> Given entries
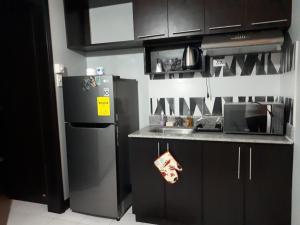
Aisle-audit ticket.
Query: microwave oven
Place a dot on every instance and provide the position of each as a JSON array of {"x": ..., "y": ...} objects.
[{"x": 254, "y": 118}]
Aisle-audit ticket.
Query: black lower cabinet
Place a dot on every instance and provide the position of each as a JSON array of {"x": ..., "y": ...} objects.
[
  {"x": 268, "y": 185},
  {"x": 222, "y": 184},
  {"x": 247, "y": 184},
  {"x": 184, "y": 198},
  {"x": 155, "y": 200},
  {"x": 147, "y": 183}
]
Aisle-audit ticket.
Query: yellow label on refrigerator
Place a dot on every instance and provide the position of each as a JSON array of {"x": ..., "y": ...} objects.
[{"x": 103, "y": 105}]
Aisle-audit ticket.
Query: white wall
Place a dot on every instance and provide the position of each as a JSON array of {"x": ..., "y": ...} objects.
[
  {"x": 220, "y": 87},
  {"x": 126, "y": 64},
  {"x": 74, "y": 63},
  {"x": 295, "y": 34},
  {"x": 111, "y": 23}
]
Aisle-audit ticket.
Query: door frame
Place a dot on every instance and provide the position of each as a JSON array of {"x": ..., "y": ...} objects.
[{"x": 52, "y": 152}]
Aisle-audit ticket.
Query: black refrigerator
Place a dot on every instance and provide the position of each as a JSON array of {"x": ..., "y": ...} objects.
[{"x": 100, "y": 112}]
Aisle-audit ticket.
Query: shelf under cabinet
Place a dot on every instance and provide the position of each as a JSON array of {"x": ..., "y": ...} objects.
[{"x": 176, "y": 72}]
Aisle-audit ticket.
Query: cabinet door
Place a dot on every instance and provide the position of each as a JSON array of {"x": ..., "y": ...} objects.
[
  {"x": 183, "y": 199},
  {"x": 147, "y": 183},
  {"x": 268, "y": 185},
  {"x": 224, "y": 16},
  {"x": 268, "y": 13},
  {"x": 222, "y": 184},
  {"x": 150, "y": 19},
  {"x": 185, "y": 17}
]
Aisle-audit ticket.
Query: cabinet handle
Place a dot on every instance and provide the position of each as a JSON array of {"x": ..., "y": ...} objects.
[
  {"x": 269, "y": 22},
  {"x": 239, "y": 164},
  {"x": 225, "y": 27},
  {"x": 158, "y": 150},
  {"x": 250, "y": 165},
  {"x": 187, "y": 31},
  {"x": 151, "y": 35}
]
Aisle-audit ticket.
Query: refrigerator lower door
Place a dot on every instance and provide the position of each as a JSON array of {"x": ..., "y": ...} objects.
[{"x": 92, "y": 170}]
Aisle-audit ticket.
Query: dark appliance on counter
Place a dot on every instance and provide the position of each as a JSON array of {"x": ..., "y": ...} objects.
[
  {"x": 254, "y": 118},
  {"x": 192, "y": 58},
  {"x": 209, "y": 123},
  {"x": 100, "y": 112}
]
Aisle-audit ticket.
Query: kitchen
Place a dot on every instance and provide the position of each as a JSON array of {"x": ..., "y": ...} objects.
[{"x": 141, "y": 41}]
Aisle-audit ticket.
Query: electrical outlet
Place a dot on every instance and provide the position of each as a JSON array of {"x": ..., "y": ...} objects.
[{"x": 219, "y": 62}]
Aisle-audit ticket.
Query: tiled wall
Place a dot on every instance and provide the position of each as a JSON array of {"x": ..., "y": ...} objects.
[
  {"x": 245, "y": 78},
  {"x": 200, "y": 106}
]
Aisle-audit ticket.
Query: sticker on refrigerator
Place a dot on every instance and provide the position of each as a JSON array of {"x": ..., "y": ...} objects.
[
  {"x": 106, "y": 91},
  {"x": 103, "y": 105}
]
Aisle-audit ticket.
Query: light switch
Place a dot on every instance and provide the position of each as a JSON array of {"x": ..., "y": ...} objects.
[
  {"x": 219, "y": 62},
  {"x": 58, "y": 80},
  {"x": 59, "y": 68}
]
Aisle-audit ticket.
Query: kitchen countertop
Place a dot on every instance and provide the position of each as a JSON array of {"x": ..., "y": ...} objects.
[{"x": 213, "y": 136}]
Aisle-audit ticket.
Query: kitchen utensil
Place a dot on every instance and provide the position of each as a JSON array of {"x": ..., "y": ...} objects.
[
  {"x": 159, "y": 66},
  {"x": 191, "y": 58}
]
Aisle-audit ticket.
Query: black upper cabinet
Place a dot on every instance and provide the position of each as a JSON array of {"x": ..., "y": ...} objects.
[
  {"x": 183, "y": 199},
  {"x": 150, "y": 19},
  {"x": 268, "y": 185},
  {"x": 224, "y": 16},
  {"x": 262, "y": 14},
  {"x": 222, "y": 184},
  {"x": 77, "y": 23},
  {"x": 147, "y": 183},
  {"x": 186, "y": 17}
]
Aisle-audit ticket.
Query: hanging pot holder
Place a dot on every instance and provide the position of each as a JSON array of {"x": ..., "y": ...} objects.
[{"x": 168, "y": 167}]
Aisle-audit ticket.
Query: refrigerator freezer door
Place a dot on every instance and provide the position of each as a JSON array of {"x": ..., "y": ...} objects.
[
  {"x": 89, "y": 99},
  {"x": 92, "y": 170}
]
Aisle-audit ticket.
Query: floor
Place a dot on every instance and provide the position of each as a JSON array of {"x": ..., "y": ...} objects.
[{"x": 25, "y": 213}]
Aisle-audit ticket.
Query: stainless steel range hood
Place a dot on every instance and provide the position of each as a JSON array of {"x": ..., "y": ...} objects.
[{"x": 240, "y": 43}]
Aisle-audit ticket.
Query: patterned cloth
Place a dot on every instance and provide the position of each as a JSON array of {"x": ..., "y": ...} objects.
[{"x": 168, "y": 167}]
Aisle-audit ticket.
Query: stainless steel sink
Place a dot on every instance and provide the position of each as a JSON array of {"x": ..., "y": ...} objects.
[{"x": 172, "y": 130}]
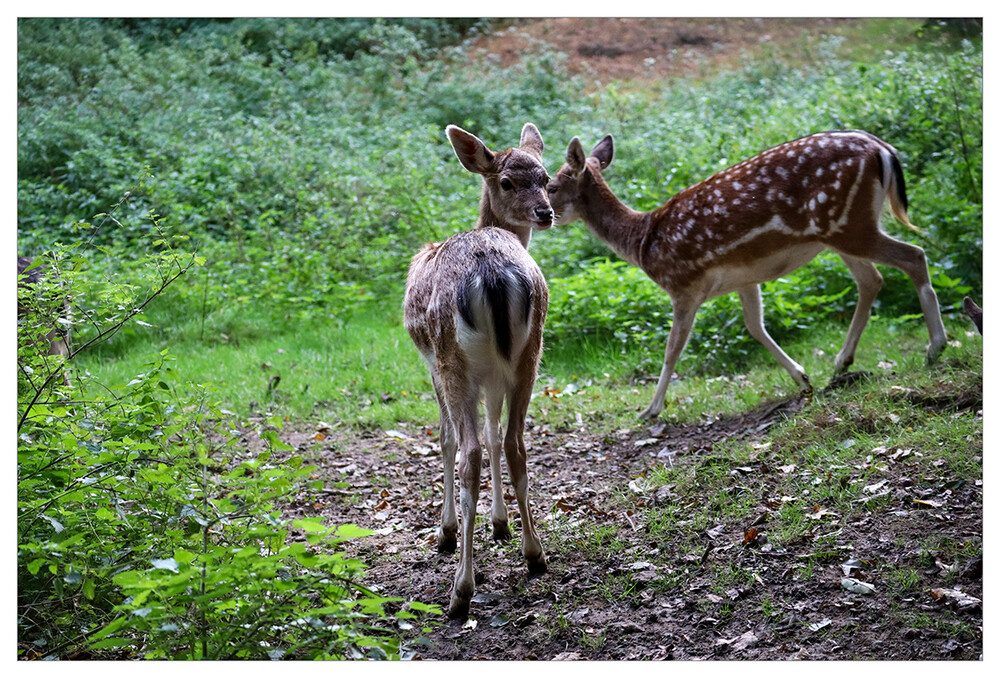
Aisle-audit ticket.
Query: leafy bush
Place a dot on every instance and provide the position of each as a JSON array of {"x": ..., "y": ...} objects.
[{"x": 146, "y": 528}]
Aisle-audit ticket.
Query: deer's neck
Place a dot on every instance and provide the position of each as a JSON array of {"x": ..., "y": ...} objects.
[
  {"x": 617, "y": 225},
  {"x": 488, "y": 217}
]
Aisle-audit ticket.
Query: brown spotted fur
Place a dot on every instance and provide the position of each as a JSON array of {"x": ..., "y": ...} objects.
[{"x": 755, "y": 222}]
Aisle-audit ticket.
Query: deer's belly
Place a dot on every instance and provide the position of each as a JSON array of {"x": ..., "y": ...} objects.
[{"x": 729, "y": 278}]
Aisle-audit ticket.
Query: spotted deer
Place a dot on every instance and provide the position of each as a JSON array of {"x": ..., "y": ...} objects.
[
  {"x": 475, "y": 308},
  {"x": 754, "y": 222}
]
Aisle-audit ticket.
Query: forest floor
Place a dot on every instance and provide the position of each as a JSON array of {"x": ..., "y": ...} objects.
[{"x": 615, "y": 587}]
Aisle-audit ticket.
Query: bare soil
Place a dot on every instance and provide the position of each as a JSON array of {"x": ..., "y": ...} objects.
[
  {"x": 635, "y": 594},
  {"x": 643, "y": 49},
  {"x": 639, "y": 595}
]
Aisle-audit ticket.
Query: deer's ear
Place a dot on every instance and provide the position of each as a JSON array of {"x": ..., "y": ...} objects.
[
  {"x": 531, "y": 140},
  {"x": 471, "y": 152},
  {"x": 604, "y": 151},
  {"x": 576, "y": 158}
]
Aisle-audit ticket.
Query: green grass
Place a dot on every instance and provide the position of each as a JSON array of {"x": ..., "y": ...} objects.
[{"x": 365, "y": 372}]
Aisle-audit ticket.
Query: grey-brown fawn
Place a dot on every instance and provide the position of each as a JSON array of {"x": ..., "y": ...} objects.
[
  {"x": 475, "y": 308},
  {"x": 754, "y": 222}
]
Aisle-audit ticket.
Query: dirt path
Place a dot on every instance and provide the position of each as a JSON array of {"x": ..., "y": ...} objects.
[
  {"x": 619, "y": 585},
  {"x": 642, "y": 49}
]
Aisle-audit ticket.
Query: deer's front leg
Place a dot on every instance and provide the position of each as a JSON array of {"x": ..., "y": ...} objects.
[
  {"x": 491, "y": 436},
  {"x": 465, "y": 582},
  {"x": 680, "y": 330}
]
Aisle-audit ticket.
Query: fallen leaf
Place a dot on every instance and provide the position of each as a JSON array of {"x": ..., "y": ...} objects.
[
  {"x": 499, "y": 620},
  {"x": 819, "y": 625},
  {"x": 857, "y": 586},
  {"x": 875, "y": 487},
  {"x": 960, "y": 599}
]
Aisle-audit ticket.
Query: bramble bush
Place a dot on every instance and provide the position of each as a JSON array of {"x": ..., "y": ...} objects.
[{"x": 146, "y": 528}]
--
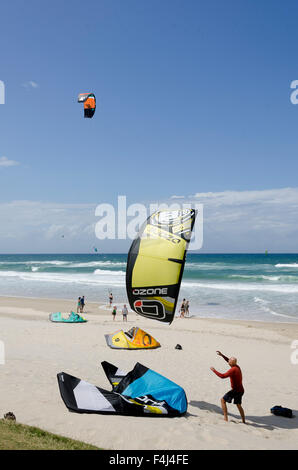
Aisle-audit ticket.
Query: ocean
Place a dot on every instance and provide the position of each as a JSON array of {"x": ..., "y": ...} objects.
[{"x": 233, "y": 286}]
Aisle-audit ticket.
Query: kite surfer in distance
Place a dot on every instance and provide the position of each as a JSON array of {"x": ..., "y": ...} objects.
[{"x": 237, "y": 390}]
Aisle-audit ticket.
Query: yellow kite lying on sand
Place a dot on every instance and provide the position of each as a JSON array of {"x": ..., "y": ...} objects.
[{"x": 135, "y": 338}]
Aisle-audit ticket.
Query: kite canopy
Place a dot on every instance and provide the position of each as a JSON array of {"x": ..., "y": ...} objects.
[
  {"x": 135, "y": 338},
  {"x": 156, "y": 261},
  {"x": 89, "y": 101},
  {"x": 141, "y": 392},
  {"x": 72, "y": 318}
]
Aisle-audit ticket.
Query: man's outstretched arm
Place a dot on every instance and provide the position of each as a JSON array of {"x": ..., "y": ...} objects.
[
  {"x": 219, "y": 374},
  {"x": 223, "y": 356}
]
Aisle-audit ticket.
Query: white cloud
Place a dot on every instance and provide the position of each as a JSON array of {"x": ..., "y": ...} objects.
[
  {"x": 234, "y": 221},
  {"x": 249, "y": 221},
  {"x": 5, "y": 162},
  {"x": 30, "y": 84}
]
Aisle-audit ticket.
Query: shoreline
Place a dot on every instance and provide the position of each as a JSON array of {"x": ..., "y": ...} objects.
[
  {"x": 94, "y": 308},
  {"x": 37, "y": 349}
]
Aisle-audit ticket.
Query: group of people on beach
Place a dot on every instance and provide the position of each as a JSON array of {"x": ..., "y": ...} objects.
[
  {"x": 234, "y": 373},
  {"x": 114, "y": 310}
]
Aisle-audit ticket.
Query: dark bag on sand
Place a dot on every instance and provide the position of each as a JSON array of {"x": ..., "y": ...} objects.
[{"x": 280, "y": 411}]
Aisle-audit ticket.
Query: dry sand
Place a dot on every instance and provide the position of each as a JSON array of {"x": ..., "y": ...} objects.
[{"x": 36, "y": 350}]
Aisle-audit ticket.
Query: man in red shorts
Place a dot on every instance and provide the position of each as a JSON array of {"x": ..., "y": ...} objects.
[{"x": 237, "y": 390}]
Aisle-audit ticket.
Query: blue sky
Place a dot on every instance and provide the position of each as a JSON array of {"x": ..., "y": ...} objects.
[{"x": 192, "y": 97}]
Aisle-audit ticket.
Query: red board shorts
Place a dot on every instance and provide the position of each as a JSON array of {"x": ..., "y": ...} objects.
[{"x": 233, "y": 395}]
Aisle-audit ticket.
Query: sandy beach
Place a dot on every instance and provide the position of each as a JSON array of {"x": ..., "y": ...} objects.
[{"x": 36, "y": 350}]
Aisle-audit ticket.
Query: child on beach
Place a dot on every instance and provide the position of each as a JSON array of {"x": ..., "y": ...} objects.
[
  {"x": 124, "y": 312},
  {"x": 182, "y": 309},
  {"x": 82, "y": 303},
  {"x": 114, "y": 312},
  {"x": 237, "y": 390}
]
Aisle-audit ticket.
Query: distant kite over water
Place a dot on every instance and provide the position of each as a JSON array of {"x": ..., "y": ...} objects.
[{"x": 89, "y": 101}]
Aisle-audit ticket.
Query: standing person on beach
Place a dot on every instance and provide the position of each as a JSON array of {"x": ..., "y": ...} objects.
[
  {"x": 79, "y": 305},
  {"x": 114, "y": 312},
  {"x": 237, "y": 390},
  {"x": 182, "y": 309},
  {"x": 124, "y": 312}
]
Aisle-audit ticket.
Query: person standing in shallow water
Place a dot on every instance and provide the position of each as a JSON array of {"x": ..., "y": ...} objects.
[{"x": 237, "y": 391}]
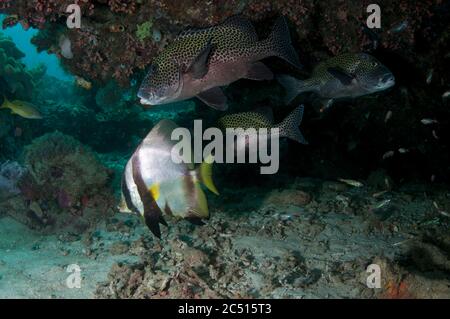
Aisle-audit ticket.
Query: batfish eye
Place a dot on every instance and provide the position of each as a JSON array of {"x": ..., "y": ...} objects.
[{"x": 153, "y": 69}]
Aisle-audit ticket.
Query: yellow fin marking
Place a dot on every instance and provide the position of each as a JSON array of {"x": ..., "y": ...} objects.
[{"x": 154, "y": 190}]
--
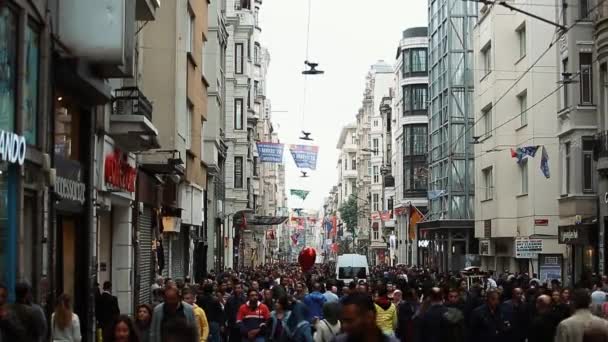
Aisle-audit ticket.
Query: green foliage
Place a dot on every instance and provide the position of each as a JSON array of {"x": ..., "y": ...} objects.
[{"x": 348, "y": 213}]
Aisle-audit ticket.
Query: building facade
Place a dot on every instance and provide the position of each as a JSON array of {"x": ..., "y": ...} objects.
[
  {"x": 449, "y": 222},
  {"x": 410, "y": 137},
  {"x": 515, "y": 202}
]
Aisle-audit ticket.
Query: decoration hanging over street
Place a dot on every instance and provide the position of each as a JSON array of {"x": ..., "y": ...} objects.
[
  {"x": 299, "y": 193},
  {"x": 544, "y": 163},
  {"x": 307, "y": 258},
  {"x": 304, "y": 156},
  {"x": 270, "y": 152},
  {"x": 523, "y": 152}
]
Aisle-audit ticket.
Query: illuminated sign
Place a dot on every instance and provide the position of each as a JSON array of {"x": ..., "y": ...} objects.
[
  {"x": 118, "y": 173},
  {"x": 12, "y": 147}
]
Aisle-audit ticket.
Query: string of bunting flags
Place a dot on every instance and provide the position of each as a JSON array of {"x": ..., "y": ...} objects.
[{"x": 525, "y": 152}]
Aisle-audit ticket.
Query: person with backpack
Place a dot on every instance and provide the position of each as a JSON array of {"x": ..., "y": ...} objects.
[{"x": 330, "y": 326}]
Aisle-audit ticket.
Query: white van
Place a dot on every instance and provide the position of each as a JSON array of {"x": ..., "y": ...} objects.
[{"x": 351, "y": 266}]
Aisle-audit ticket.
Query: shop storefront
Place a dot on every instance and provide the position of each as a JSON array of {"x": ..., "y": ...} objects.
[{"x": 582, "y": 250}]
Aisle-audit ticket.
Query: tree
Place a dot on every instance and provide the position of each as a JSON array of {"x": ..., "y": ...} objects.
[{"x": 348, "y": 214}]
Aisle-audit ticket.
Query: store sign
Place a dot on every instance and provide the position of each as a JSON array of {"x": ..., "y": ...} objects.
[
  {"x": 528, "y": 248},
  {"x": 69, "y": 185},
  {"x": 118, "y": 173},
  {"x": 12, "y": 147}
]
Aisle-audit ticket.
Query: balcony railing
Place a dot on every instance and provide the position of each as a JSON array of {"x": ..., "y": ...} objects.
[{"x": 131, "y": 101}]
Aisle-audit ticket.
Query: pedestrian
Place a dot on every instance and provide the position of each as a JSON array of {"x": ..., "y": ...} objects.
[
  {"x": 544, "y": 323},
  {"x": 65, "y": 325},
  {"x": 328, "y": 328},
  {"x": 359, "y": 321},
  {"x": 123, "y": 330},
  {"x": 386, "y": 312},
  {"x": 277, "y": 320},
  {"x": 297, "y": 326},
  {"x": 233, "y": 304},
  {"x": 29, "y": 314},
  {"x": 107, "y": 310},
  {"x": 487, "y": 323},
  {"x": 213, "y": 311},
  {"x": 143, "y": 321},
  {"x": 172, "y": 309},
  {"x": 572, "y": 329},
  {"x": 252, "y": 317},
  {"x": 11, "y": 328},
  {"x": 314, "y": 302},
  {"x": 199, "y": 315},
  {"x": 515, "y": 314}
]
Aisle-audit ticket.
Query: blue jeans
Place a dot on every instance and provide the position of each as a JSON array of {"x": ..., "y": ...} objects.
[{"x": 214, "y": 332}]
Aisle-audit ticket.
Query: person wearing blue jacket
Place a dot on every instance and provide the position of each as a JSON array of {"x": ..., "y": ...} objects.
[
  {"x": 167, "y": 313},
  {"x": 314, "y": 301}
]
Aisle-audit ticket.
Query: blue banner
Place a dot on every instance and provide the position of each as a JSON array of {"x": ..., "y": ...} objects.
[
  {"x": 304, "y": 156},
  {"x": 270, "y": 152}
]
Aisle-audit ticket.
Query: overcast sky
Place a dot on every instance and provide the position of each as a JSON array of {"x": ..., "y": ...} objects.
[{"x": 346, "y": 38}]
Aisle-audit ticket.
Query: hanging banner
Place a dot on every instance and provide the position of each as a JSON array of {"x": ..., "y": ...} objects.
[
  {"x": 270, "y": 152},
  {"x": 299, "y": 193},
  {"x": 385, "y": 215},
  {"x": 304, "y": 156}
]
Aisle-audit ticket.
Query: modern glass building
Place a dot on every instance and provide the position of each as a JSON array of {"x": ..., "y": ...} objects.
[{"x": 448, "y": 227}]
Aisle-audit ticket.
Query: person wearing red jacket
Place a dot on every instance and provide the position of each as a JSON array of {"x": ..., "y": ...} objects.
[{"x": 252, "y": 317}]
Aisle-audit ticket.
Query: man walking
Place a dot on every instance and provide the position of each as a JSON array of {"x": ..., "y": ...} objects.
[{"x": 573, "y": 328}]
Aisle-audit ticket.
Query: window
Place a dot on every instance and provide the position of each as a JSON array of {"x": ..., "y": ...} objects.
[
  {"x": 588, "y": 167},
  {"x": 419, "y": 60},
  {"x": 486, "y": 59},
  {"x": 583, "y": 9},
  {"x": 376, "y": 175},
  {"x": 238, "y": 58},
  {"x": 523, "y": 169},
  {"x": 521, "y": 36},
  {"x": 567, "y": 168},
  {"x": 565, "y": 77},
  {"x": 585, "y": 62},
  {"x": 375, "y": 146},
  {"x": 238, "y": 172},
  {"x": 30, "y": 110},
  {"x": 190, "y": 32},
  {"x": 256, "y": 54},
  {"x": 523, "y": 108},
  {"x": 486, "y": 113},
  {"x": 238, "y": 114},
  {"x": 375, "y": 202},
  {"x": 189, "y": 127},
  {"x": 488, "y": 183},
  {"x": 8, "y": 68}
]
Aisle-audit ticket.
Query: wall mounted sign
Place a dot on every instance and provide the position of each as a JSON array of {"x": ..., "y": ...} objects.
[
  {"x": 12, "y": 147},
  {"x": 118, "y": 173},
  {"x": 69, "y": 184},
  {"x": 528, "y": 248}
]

> Short task
Determine how many lines of the data above contain the string "green", treating uppercase and lowercase letters as distinct. Give only the number.

> Exercise result
2